# Action item:
Each line of the material must be reproduced exactly; pictures stay out.
[Opening Extracted material section]
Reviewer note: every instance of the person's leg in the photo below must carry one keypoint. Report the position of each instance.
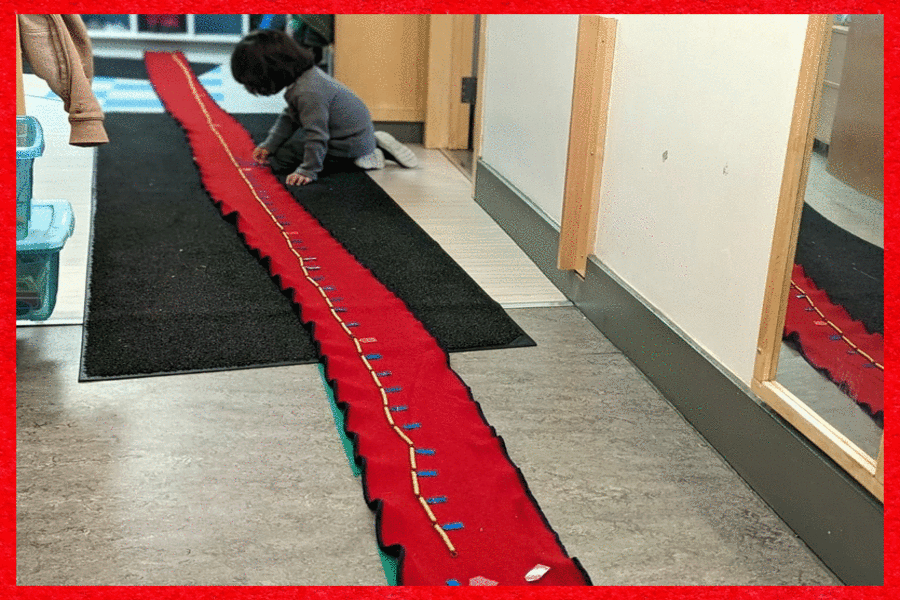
(371, 161)
(395, 151)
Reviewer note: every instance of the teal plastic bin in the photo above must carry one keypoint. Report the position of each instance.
(37, 259)
(29, 145)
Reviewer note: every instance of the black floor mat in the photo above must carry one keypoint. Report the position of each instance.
(849, 269)
(172, 288)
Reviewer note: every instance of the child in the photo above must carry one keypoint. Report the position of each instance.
(322, 117)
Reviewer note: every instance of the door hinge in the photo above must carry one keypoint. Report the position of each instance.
(469, 88)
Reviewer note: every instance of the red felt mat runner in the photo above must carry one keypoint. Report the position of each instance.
(833, 342)
(448, 497)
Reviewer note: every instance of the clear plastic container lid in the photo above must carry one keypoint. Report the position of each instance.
(29, 138)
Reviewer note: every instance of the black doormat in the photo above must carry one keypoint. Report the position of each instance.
(173, 289)
(849, 269)
(126, 68)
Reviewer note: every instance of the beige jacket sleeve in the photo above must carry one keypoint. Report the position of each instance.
(59, 51)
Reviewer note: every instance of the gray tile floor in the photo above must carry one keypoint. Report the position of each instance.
(239, 478)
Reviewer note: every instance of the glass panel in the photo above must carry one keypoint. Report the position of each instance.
(162, 23)
(106, 22)
(832, 357)
(217, 24)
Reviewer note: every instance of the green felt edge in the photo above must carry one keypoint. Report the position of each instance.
(388, 563)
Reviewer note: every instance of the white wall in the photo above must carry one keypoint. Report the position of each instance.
(700, 109)
(527, 95)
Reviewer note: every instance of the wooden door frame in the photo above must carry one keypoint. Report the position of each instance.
(587, 141)
(867, 470)
(450, 39)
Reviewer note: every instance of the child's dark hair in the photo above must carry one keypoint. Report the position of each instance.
(266, 61)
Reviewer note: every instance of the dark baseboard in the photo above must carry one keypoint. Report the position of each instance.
(840, 521)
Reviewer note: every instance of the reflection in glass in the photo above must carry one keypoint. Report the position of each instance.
(832, 358)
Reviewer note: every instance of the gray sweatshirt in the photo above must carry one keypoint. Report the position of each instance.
(331, 119)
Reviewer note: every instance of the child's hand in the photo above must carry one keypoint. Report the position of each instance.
(297, 179)
(260, 155)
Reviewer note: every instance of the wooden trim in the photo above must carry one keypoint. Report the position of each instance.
(844, 452)
(587, 137)
(437, 117)
(793, 189)
(879, 465)
(460, 66)
(478, 127)
(382, 57)
(839, 448)
(450, 40)
(20, 87)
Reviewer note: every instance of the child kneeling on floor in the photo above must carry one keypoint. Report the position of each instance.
(322, 117)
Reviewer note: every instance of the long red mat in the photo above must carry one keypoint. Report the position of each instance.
(833, 342)
(449, 501)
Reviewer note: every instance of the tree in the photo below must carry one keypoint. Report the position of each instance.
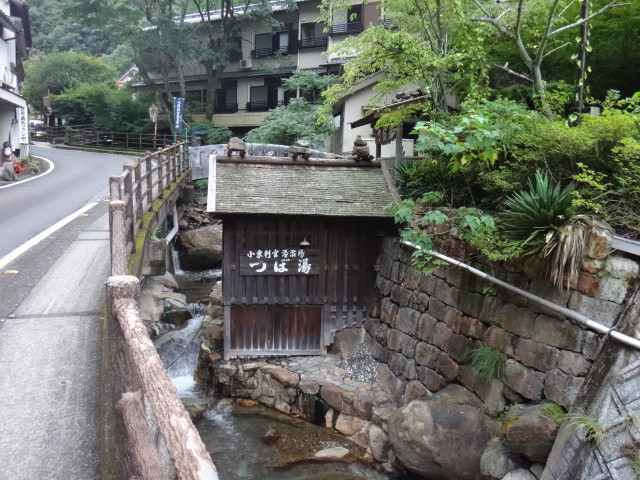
(431, 45)
(56, 72)
(512, 20)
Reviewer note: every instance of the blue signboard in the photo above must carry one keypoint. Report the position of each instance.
(178, 108)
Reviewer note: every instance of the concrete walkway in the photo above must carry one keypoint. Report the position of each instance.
(51, 332)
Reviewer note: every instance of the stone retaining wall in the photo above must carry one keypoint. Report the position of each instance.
(425, 326)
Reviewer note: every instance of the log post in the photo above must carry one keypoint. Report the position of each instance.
(188, 453)
(142, 449)
(118, 238)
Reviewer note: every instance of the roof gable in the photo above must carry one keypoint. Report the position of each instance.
(285, 187)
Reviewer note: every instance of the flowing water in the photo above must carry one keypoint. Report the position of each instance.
(234, 434)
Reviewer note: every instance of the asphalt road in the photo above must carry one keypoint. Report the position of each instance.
(77, 179)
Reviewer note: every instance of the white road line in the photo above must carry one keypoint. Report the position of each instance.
(42, 235)
(49, 170)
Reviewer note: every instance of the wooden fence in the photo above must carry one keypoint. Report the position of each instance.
(154, 436)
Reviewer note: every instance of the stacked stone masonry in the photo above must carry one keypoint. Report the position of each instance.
(425, 326)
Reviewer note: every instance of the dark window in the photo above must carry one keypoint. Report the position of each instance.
(312, 35)
(227, 97)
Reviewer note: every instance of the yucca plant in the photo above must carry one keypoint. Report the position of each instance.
(547, 223)
(489, 362)
(534, 215)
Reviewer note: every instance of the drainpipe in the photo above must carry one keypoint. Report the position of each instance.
(578, 317)
(175, 228)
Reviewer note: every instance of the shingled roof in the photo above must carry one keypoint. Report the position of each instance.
(297, 188)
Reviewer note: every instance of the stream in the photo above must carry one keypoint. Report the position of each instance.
(248, 442)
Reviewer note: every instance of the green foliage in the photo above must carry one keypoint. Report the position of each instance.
(105, 107)
(534, 215)
(287, 124)
(554, 411)
(59, 71)
(590, 426)
(489, 362)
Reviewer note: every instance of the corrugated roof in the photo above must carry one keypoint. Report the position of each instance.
(298, 189)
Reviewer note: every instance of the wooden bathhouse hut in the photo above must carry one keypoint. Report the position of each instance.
(300, 244)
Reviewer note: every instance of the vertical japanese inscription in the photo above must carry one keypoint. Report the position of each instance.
(280, 261)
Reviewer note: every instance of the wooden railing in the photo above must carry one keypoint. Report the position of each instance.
(134, 191)
(153, 435)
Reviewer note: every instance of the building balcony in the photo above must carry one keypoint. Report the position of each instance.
(351, 28)
(318, 42)
(263, 106)
(226, 108)
(269, 52)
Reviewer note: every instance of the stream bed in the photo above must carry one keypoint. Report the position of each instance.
(250, 442)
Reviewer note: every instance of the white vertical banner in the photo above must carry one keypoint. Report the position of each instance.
(23, 121)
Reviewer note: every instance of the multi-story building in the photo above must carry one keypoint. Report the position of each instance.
(15, 43)
(252, 84)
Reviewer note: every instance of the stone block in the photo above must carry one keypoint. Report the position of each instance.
(409, 372)
(536, 355)
(491, 306)
(396, 363)
(409, 346)
(525, 381)
(516, 320)
(348, 425)
(598, 244)
(460, 348)
(388, 311)
(562, 388)
(620, 267)
(419, 301)
(504, 341)
(612, 290)
(447, 294)
(441, 336)
(452, 317)
(436, 308)
(557, 333)
(384, 285)
(600, 311)
(379, 443)
(573, 363)
(426, 326)
(426, 355)
(401, 295)
(407, 320)
(591, 265)
(413, 391)
(471, 303)
(385, 266)
(472, 328)
(587, 283)
(447, 367)
(395, 272)
(388, 381)
(395, 339)
(430, 379)
(591, 345)
(455, 277)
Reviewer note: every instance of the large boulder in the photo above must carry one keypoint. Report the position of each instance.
(530, 432)
(200, 249)
(441, 437)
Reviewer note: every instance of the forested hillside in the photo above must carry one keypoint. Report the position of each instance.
(56, 31)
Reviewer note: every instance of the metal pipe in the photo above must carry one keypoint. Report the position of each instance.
(578, 317)
(175, 228)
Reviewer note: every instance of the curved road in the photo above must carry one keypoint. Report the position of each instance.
(77, 179)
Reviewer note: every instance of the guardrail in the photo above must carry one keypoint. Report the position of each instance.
(146, 402)
(134, 191)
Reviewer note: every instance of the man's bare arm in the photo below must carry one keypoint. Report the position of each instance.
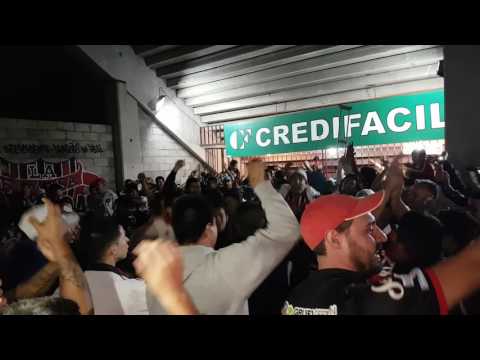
[Closing Extracted material section]
# Exercise response:
Reviewer note: every instance of the person's leg in the photo below must carry one keypoint. Report the position of each instance.
(371, 161)
(395, 151)
Reviewer note: every instance of the teal plastic bin in the photo above must carry one keypoint. Report the position of each instance.
(37, 259)
(29, 145)
Reviewer note: every instance of the black floor mat in the photo above must carry one keypoint. Report the position of each instance.
(849, 269)
(172, 288)
Reviewer note: every instance of the child in the photo above must carry one keypoint. Report the position of each instance.
(322, 117)
Reviewer note: every instance of the door hinge in the photo above must carry one keypoint. Report the position of each instance.
(469, 88)
Reviewer note: every instance of the red felt mat runner in the photo above must carry one keypoint. Report the position of each instance.
(833, 342)
(448, 497)
Reviewer note: every instance of the clear plastic container lid in the photo above must carry one keypoint. Report the position of each instance.
(29, 138)
Reviewer note: every instance of the black doormat in the photo above must carry one keypoint. Report the position of each instance.
(173, 289)
(849, 269)
(126, 68)
Reviewer note: every instance of the beige jacket sleeve in the photo above must carry one keypoint. Report the position of each instance.
(59, 51)
Reviewer note: every instance of the gray tile floor in the photo above must carry one keypoint. Report the position of each instance.
(239, 478)
Reviewer note: every instance of the glass panel in the photo above must carry one keypoint. Report the position of each instance.
(162, 23)
(106, 22)
(832, 357)
(217, 24)
Reviewer note: every instance of the green felt edge in the photo above must carry one keypoint. Report the position of each instance.
(388, 563)
Reviewer note: every instance of the white wall in the photo above must carry one keypoint. Report the position of each instance.
(700, 109)
(527, 95)
Reviewer note: every instance of the wooden door frame in the photo above must carry one keypoint. Report the position of each instance.
(587, 141)
(867, 470)
(450, 39)
Reviewer note: every instance of the child's dark hair in the photo above must carry one keypoint. Report the position of each instance.
(266, 61)
Reviewer note: every instance of the dark baseboard in the photo above must carry one keypoint. Report the position of each instance.
(840, 521)
Reviewer note: every instance of the reflection in glass in the photo above must carry one keypoint. Report the position of each instance.
(832, 358)
Reviewer note: every instance of the gray sweatshirt in the photo above must carry one keypoint. Report the position of each instance.
(331, 119)
Reviewer note: every instance of the child's hand in the photo above must carry one keypoint. Report the position of each instance.
(297, 179)
(260, 155)
Reviewer note: every instance of the wooden trim in the photo above must carry one keypoint. Report the position of each instance.
(844, 452)
(587, 137)
(437, 117)
(793, 189)
(879, 465)
(460, 66)
(478, 127)
(382, 57)
(839, 448)
(450, 40)
(20, 87)
Reviewer note: every instance of the child kneeling on floor in the photo above must carry one keypoint. Report the position of each instance.
(322, 117)
Reviewer note: every instance of the long red mat in the photo above must carry one keypoint. Report the position of each instance.
(833, 342)
(449, 501)
Reviewer note: every instance of the tree in the photo below must carry one keypoint. Report the position of each instance.
(431, 45)
(56, 72)
(512, 20)
Reviewer note: every instance of the blue signboard in the photo above must carry one keypoint. Report the position of each instance.
(178, 108)
Reviewer note: every instance of the concrete walkway in the photo above must carry one keypoint. Report the position of each instance.
(51, 332)
Reviewer note: every instance of the stone retaining wall in the photo above must carry one keypoint. Report the position of each instance.
(425, 326)
Reviewer note: every instance of the log post in the photo above must carry one keypoint. Report the position of each instance.
(188, 453)
(142, 449)
(118, 238)
Reviewer note: every instance of the roof gable in the photo above must carry one keypoint. Report the position of each instance.
(285, 187)
Reviewer note: every instance of the flowing water in the photo above must carry one keypoint. Report the position of each instance.
(234, 434)
Reviewer note: every instance of the asphalt road in the photo above must carry one keypoint. Report the position of each instance.
(77, 179)
Reviewer note: every instance of the white road line in the photo above must carry one keypoint. Report the position of each instance.
(42, 235)
(49, 170)
Reviewer note: every instance of the wooden fence in the photo above must carry one keypoint. Report the position of each instance.
(154, 436)
Reviewer note: every instance of the stacked stone masonry in the photo above must carry one keypoint. Report the position of each instance.
(425, 326)
Reviewer note: every instance of the dark window in the photo above must carry one keypoint. Report the position of each instance.
(312, 35)
(227, 97)
Reviewer note: every instance of the yucca plant in the photo above must carry one keypoint. Report the position of each instance.
(547, 223)
(489, 362)
(534, 215)
Reviewer note: every instance of the drainpipe in the photo above must carry one keypoint. Report the position of each instance.
(578, 317)
(175, 228)
Reviewer note: every instance of the shingled roof in the photo above must carry one keypoint. Report the position of each instance.
(297, 188)
Reviewer note: every instance of the stream in the photo above must carry one keypoint. Report the position of each instance.
(248, 442)
Reviewer note: every instance of the green foliage in the photo above must carry one keypoint. Report the position of each instance.
(105, 107)
(534, 215)
(287, 124)
(554, 411)
(59, 71)
(590, 426)
(489, 362)
Reviewer note: every instance of the corrugated roof in the photo above must carry one keypoint. Report the position of each instance.
(298, 189)
Reviewer note: every instance of the wooden bathhouse hut in the photo above must carry one keypoint. Report the position of each instance.
(300, 244)
Reviewer note: every instance of the vertical japanese inscription in the photo above must carry one keypoint. Report the position of each instance.
(280, 261)
Reviewer note: every instance of the wooden railing in the photo above must carry one keypoint. Report the position of each instance.
(134, 191)
(153, 435)
Reviewer note: every instance of the building balcony in the photo above must carry one keypoint. Report the position of each instance.
(351, 28)
(318, 42)
(263, 106)
(226, 108)
(269, 52)
Reviewer note: every instance of the stream bed in the photo above must carry one keypoint. Report the position of each instance.
(250, 442)
Reviewer note: every instance of the white vertical banner in the photo above must carry one keypoint. Report the position of each instance.
(23, 121)
Reviewer note: every instance of the multi-story building in the photo above must carry one keypoint. Report the position of each instance.
(15, 43)
(252, 84)
Reviewer note: every instance of the stone block in the photo above must carry one keypoint. Report the position of each instance.
(409, 372)
(536, 355)
(491, 306)
(396, 363)
(409, 346)
(525, 381)
(516, 320)
(348, 425)
(598, 244)
(460, 348)
(388, 311)
(562, 388)
(620, 267)
(419, 301)
(504, 341)
(612, 290)
(447, 294)
(441, 336)
(452, 317)
(436, 308)
(557, 333)
(384, 285)
(600, 311)
(379, 443)
(573, 363)
(426, 326)
(426, 355)
(401, 295)
(407, 320)
(591, 265)
(413, 391)
(471, 303)
(385, 266)
(472, 328)
(587, 283)
(447, 367)
(395, 272)
(388, 381)
(395, 339)
(430, 379)
(591, 345)
(455, 277)
Reviewer note: every instance of the large boulder in the photo above must carry one keypoint. Report the position of each instance.
(530, 432)
(200, 249)
(441, 437)
Reviewer note: every instance of the forested hillside in the photo above must carry one keypoint. Report the position of each instance.
(56, 31)
Reviewer note: every instance of the metal pipe in the photo above must carry one keypoint. Report the position of each instance.
(578, 317)
(175, 228)
Reviewer note: every instance of the curved road in the photo above must carry one keypoint. Report the position of each instance.
(77, 179)
Reviewer note: every instance of the guardrail in the photo above must carry one keypoint. Report the position of each instance.
(146, 402)
(134, 191)
Reviewer note: every instance of the man's bare arm in the photo below must carry one keypoint. Report the position of each instance.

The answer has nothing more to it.